= Exercise goal =
If a line in the data below holds the word "cornice", copy it.

Records from a data collection:
━━━━

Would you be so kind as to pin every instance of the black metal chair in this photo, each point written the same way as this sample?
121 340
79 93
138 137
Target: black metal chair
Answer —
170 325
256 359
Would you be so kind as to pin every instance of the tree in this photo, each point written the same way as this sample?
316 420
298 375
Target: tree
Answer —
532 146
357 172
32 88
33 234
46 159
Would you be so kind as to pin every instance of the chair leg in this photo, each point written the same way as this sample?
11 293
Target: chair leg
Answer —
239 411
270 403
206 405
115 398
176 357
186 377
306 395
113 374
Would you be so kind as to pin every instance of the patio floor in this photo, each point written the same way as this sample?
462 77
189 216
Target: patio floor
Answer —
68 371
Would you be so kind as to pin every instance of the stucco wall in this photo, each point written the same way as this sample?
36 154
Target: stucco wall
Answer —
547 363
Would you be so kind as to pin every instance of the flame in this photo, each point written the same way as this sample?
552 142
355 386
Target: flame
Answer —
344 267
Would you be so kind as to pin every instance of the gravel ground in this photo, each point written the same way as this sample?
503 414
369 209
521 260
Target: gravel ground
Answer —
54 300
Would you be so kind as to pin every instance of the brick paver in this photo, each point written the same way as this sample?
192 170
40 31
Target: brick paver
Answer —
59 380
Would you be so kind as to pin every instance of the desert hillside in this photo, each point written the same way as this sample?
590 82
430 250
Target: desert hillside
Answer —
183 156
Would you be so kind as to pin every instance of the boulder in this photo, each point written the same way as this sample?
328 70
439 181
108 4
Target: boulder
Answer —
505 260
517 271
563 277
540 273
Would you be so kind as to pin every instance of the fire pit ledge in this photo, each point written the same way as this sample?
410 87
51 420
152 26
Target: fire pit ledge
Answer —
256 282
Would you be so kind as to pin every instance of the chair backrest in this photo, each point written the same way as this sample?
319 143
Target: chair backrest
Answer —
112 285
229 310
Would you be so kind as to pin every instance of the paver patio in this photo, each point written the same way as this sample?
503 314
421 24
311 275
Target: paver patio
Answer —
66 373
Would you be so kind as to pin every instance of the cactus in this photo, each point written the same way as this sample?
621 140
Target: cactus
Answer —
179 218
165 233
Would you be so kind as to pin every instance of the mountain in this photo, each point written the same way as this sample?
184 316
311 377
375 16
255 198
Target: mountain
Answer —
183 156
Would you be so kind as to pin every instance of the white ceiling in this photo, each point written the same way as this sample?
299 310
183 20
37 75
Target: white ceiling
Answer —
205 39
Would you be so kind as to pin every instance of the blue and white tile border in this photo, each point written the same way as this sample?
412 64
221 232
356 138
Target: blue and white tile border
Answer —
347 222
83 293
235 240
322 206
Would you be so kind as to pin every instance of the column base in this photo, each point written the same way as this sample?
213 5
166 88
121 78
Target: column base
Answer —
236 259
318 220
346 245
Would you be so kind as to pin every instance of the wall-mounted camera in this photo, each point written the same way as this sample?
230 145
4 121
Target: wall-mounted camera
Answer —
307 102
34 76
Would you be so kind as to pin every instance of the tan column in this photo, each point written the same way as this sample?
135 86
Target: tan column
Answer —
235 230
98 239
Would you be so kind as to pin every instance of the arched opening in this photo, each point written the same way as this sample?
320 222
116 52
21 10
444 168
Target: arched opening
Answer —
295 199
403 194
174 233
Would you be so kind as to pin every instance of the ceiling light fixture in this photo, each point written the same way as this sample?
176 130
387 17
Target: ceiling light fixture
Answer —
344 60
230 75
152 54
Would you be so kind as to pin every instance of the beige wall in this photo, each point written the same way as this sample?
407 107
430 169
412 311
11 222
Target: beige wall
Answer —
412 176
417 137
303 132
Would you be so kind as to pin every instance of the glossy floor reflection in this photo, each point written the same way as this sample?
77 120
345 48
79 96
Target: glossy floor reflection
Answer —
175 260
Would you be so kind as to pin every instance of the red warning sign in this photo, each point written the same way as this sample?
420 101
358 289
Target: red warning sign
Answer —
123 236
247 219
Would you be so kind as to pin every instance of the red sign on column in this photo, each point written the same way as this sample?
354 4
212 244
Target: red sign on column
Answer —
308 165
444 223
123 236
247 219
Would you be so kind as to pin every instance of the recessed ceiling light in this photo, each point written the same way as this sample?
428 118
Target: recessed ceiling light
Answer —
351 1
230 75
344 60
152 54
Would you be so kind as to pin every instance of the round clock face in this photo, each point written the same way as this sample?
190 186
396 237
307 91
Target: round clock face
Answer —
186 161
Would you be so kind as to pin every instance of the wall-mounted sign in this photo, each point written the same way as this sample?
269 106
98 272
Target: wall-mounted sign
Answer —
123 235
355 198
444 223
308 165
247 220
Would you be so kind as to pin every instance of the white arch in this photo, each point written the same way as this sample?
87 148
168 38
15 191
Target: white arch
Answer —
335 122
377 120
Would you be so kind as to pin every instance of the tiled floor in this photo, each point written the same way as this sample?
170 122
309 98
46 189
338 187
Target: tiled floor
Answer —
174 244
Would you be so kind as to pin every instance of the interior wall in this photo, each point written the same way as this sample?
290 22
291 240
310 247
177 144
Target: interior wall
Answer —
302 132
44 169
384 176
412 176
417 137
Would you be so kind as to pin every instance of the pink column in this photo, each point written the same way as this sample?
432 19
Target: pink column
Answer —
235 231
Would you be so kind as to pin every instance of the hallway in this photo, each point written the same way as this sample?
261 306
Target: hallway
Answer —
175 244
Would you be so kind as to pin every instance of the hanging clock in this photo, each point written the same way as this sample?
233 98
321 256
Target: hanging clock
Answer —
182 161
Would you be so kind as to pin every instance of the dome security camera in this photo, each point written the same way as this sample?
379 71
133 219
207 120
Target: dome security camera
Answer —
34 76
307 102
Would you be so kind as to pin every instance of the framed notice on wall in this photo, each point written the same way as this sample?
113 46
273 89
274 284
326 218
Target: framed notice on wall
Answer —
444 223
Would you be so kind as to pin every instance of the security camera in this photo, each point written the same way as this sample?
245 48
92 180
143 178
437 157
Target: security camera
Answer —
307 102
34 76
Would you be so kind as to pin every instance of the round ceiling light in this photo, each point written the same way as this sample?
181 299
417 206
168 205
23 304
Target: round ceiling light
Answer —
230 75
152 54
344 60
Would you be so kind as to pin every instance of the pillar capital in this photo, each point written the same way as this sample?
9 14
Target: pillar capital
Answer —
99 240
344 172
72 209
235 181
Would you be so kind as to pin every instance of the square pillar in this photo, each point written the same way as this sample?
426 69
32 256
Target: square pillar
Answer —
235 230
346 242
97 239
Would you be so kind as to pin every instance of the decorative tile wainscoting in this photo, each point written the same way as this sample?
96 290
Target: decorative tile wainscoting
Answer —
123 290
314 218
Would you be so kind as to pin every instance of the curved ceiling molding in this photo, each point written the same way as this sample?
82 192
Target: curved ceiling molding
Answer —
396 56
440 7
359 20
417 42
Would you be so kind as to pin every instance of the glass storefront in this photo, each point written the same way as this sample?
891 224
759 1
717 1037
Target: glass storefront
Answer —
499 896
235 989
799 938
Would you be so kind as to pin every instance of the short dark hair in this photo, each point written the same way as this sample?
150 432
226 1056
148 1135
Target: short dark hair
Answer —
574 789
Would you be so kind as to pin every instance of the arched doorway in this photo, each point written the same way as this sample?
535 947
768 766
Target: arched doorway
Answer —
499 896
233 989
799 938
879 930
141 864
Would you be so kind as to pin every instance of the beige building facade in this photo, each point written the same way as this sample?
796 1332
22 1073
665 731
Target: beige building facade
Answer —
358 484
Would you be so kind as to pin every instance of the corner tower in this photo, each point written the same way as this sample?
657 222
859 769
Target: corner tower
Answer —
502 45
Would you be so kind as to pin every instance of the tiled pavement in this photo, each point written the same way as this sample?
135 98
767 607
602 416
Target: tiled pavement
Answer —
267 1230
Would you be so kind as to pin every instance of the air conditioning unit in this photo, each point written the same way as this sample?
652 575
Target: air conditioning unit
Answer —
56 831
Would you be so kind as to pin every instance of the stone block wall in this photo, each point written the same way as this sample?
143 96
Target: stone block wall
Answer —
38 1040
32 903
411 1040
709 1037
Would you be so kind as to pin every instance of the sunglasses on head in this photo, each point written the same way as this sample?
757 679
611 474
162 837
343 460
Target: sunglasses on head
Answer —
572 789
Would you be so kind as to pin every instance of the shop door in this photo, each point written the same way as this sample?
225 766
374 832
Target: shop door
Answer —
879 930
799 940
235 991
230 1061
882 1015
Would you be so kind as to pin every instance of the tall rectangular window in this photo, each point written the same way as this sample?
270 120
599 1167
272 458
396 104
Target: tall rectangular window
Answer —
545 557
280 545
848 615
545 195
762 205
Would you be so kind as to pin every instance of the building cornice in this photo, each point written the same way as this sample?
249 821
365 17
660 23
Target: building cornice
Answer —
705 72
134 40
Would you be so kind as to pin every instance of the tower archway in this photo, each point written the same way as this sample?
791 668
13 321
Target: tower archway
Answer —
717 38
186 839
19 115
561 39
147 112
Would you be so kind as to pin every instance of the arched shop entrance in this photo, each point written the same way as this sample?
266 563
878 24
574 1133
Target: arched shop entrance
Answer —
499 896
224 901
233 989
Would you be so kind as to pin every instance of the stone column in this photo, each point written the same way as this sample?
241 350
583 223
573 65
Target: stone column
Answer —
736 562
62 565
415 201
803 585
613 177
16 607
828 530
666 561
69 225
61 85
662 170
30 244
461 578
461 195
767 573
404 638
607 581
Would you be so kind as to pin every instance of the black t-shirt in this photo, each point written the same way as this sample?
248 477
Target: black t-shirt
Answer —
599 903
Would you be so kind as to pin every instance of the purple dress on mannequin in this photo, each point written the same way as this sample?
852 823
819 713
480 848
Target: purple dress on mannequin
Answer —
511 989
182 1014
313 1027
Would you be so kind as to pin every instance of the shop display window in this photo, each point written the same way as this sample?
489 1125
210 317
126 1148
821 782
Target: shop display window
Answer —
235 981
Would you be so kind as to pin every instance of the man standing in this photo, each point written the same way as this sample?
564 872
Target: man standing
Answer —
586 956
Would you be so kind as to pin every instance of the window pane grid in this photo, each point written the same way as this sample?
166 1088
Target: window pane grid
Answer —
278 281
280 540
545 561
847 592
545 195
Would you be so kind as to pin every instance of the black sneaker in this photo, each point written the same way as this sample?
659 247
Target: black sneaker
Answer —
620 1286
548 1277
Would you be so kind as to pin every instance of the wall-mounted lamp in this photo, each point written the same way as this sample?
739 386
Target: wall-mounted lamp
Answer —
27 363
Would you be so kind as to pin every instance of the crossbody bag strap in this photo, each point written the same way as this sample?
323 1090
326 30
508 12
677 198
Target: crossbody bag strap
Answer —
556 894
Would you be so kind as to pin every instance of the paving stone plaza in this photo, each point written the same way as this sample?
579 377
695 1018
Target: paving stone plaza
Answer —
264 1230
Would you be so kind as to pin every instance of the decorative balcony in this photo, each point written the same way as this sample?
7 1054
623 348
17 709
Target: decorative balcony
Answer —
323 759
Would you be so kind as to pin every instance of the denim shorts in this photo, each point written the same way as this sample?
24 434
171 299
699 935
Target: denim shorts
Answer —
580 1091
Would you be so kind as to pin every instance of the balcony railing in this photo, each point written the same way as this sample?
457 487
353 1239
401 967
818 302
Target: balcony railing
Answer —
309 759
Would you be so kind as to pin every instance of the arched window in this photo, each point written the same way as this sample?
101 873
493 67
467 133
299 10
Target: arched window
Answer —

━━━━

= Written response =
Would you be so kind as to pin every instance of the building cornice in this photo, each point written the same way as this sample?
Target: building cornice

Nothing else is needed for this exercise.